• Tasks to carry out:
1) Transcribe the Amah Mutsun passage, starting with "Alexii Sigona sits" and going on through "early 19th centuries.".
2) Answer these from the Amah Mutsun passage:
(a) How many members does the Amah Mutsun Tribal Band have?
(b) At which university is Sigona a Ph.D. candidate?
(c) Which state act appears among the mechanisms Sigona's research explores?

***** Quoted passage

Alexii Sigona sits atop a stump in a forest recovering from the CZU fire damage on San Vicente Redwoods, by Jason Jaacks
“With land dispossession, we lost the capacity or opportunity to steward our traditional lands for ourselves, the animals, and the plants. That is part of the intergenerational trauma inflicted on our people—it’s a disconnect from who we are,” says Alexii Sigona. He’s a Ph.D. candidate in the Department of Environmental Science, Policy and Management at UC Berkeley and a member of the Amah Mutsun Tribal Band. The band’s 600 members are descendants of Indigenous people who were forced to relocate to the Missions San Juan Bautista and Santa Cruz during the late 18th and early 19th centuries.
Sigona’s research explores the legal and regulatory mechanisms—like conservation easements, memoranda of understanding (MOUs) with landowners, and the California Environmental Quality Act—that the Amah Mutsun Band can use to protect Tribal cultural resources and regain access to and stewardship of lands within their traditional territory. “Returning to the land is part of healing for our people,” Sigona says. “When our stewards are able to get out on land, I’ve known people who’ve become free of addictions, mental health issues, and other things like that.”

**********
***** Extracted material

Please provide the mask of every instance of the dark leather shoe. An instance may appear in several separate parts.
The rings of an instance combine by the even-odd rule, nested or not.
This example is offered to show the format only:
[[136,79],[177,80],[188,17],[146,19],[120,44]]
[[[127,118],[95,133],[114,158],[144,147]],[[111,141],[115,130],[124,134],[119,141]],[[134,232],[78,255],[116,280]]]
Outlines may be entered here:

**********

• Written answers:
1)
Alexii Sigona sits atop a stump in a forest recovering from the CZU fire damage on San Vicente Redwoods, by Jason Jaacks
“With land dispossession, we lost the capacity or opportunity to steward our traditional lands for ourselves, the animals, and the plants. That is part of the intergenerational trauma inflicted on our people—it’s a disconnect from who we are,” says Alexii Sigona. He’s a Ph.D. candidate in the Department of Environmental Science, Policy and Management at UC Berkeley and a member of the Amah Mutsun Tribal Band. The band’s 600 members are descendants of Indigenous people who were forced to relocate to the Missions San Juan Bautista and Santa Cruz during the late 18th and early 19th centuries.

2)
(a) 600
(b) UC Berkeley
(c) The California Environmental Quality Act